-------- SELECTION

Loading Events

The Sacrum – Icon – Abstraction. Around Jerzy Nowosielski.

The Exhibition at the IMO Gallery in Stary Sącz

April 20,2023 - July 31,2023

April 20, 2023 July 31, 2023

The Sacrum – Icon – Abstraction exhibition is a part of the celebration of the year of Jerzy Nowosielski, an outstanding Polish painter-theologian, reviver of contemporary religious art, professor at the Academy of Fine Arts in Krakow. We present a selection of his artworks thematically related to the issue of the exhibition, as well as paintings by artists of various generations who are close to the direction he was following. The exhibition includes icons by Anna Kopeć-Gibas, Paulina Krajewska, Greta Leśko, Danylo Movchan; metaphysical abstractions by Paweł Dutkiewicz, Krzysztof Klimek, Władysław Podrazik, Joanna Mazuś, Krzysztof Sokolovski, Agnieszka Tes and Tadeusz G. Wiktor as well as two paintings by Leon Tarasewicz from private collections.

Our main aim is to show the impact of the Nowosielski’s art and ideas, to point that this outstanding artist influenced the turn towards transcendence in XXth century art. The concept of the exhibition is built around the icon-abstract axis. Nowosielski, who in a phenomenal way combined the Orthodox tradition of icons with the awareness of avant-garde trends, particularly valued abstraction. He believed that it gave the possibility of contact with “subtle beings”, with the reality of the “supermaterial” order. He repeatedly emphasized that an icon looks exceptionally well in the company of non-figurative painting. This thought became a direct inspiration in the selection of works and arrangement of the exhibition at the IMO Gallery.


The most distinctive part of the exhibition, is the display of the subtle connections between the legacy of the eminent theologian-painter and the work of artists of later generations, who have linked their path to the icon, abstraction, or icon-abstraction. The return to the icon observed in recent decades takes many forms, from faithfully following tradition, through the introduction of individual sensitivity and new iconographic solutions, to free inspiration, often combined with original theoretical formulations. Nowosielski, who repeatedly emphasised his respect for the canon, undoubtedly brought to icon painting – which is rooted in the Byzantine canon – a breath of invigorating freedom. By moving away from the rigid copying of old patterns, Nowosielski reopened the way to combine the canon with an individual sense of the spiritual sphere. This possibility is also actualised in a very captivating way in the works of the artists included in the exhibition. What appears to be the common denominator for the icons by Anna Kopeć-Gibas, Paulina Krajewska, Greta Leśko and Danylo Movchan, made mostly using the tempera technique on board, is precisely Nowosielski’s lesson, a lesson of creative freedom, “the truth of sensing eschatological realism” while respecting the unchanging theology of the sacred image.

----------------
-------- DATASET

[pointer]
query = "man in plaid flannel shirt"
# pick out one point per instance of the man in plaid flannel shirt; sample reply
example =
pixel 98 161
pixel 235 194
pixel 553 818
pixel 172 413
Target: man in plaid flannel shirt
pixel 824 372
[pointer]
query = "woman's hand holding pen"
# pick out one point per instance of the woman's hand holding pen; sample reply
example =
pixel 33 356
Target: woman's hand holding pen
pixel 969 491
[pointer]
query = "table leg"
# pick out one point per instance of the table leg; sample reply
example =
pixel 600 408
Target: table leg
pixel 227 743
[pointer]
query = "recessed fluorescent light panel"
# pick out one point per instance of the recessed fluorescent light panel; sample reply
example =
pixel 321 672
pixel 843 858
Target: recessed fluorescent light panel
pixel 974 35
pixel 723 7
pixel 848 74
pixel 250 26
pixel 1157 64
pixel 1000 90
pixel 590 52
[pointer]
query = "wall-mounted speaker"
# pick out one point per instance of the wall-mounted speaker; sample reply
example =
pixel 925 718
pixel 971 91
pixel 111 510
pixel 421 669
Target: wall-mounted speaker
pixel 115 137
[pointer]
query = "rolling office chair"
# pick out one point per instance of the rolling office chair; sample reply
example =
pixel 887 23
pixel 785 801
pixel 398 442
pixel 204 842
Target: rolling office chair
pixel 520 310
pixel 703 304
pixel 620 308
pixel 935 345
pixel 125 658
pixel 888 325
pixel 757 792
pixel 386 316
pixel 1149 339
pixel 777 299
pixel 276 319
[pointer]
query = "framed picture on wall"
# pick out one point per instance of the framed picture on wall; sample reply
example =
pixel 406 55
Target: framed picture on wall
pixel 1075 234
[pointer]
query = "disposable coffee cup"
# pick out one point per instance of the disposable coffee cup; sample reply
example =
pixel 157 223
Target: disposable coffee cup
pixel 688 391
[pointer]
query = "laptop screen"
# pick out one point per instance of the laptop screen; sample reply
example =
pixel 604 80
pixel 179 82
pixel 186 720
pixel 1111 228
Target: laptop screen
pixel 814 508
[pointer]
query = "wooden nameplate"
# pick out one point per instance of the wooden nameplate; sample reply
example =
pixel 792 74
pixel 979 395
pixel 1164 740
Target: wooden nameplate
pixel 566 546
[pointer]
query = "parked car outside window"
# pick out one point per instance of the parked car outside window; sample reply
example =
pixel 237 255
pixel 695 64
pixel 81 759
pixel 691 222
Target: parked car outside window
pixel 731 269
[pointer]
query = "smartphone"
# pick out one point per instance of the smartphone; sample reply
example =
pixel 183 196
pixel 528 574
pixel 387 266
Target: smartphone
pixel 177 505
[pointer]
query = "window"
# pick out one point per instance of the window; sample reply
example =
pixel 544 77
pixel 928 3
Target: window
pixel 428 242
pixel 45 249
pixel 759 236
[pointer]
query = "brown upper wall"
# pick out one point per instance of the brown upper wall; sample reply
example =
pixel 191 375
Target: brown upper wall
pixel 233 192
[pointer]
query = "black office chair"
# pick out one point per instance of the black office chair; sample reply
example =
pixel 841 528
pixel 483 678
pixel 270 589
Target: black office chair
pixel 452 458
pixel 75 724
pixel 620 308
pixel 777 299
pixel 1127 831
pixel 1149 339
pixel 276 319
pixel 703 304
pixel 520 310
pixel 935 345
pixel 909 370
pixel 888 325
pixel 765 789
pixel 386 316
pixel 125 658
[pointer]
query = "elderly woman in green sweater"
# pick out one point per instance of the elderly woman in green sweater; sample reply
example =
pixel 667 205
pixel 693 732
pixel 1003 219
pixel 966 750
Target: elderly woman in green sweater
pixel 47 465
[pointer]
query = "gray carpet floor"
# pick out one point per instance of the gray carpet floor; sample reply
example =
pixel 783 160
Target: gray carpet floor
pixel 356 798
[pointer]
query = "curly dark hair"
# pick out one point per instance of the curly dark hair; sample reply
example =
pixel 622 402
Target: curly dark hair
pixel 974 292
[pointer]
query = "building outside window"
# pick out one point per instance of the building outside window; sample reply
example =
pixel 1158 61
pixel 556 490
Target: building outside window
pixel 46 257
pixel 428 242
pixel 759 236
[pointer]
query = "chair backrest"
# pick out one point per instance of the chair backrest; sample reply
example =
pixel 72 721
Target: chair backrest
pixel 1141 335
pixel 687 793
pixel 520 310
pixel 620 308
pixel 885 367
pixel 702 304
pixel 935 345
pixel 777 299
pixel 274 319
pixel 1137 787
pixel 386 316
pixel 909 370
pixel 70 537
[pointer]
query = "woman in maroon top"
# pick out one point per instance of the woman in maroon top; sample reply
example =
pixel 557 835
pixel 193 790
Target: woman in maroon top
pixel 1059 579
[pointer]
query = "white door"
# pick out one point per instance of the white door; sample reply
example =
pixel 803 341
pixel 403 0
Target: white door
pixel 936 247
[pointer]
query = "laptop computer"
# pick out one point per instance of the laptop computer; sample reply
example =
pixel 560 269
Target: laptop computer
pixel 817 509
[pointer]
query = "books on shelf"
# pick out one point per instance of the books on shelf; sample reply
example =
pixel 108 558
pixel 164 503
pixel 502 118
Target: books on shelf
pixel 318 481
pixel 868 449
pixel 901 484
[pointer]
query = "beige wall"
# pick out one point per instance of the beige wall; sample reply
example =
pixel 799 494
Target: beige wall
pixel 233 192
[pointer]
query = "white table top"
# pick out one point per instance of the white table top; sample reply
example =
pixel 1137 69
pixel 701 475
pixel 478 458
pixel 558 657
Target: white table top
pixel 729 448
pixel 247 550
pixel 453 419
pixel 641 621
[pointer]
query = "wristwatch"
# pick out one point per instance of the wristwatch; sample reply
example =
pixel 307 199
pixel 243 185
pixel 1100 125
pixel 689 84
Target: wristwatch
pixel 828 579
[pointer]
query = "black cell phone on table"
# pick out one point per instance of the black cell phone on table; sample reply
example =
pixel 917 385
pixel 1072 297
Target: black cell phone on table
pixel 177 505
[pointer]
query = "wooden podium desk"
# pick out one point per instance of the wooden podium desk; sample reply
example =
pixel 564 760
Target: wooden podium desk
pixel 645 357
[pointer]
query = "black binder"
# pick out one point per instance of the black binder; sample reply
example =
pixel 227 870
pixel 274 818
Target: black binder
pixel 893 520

----------------

**WHAT TO DO**
1. According to the exhibition description, what did Nowosielski believe abstraction made possible?
2. Convert the records, from their first line through the line containing "pixel 969 491", into a JSON list of strings, one string per line and no blank lines.

**SOLUTION SET**
1. He believed it made contact possible with "subtle beings," with the reality of the "supermaterial" order.

2.
[
  "[pointer]",
  "query = \"man in plaid flannel shirt\"",
  "# pick out one point per instance of the man in plaid flannel shirt; sample reply",
  "example =",
  "pixel 98 161",
  "pixel 235 194",
  "pixel 553 818",
  "pixel 172 413",
  "Target: man in plaid flannel shirt",
  "pixel 824 372",
  "[pointer]",
  "query = \"woman's hand holding pen\"",
  "# pick out one point per instance of the woman's hand holding pen; sample reply",
  "example =",
  "pixel 33 356",
  "Target: woman's hand holding pen",
  "pixel 969 491"
]